▸ **Your task**
Rewrite every record below in full, keeping its wording and answers, but add 61 to each x and y coordinate in the answers. Leave out the pictures.
───── Records ─────
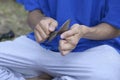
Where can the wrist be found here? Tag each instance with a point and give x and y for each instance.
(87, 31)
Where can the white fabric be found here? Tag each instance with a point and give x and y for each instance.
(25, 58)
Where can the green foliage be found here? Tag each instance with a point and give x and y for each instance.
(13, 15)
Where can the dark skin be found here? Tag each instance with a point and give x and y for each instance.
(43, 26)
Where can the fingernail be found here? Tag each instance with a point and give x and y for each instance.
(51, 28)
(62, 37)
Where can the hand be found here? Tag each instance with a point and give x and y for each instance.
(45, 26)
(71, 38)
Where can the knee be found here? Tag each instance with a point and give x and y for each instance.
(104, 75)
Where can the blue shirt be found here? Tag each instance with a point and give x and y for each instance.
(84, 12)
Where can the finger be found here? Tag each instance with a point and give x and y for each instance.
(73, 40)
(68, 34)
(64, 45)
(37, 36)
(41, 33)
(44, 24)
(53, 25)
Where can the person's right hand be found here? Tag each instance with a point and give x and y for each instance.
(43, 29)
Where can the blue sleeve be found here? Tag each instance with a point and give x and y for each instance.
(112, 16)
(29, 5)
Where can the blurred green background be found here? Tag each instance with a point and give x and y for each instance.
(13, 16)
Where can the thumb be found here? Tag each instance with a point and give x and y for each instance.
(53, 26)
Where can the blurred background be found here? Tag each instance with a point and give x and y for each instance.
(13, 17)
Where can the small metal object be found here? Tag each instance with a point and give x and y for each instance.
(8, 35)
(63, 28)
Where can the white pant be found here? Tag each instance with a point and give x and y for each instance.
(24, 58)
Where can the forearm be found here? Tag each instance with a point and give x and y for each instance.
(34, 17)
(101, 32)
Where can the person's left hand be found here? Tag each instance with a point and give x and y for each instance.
─────
▸ **Task result**
Where can the wrist be found here? Tag each instance with a point and give x and y for each instance.
(148, 92)
Where can the white fabric be found here? Tag each instance with a point and give x and y for each instance.
(86, 119)
Where can the green foliage be found here? Tag each instance with a point and give x and y for each instance.
(74, 76)
Where can the dark skin be found here? Tag each instance with a point and give x and y for each instance.
(104, 87)
Where can the fingernail be found here? Tag each instance with a point and give x and y for each instance.
(112, 89)
(123, 98)
Where can the hand be found here? Tag each instance with a point and give x and y for each instance.
(106, 87)
(132, 99)
Where can the knee be found here? Tag each instance with a point and give x and y for each instance.
(165, 136)
Where can the blue shirt be found here? Tag each instance with a point and give x and y for each instance.
(145, 73)
Where can the finger be found here? Tag each instance with a point and give x and y for each instance.
(134, 101)
(129, 95)
(125, 106)
(98, 97)
(102, 94)
(105, 85)
(114, 86)
Where can the person's right hand be found here? Tag each instance with a point and give x and y for each instance.
(104, 90)
Where can the blue sleeve be found here? Tag each instance with a point and give x and y for each instance.
(173, 77)
(90, 66)
Where can the blurred green background be found here? Tag each instance with a point and give x and y for each instance.
(74, 77)
Where can the thumb be found here? Tag each instance with a point and give x and y for each instance.
(114, 87)
Where can the blurred background be found here? Tag each instance with a point and give x and y for each instance.
(74, 78)
Where can the small metal object be found here? Tag each instance with a point and give x and y for each instance.
(69, 96)
(124, 89)
Where can the white pant be found here? Tag each instance with a point and give x and y for each instance.
(85, 119)
Where can the forearm be found here? Tag each instance with a point and give x and y for each instance.
(95, 78)
(162, 93)
Where can the person's left hand be found here? Tag each instance with a point and give x and y for each instance.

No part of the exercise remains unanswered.